**What you will do:** If a line in the entries contains the string "window", include that line in your answer.

=== Source material ===

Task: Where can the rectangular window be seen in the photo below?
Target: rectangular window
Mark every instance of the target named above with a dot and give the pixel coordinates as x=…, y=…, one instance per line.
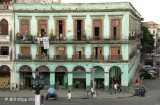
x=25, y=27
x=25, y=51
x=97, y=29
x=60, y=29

===

**Response area:**
Task: Where can the rectangular window be seen in the photo below?
Target: rectangular window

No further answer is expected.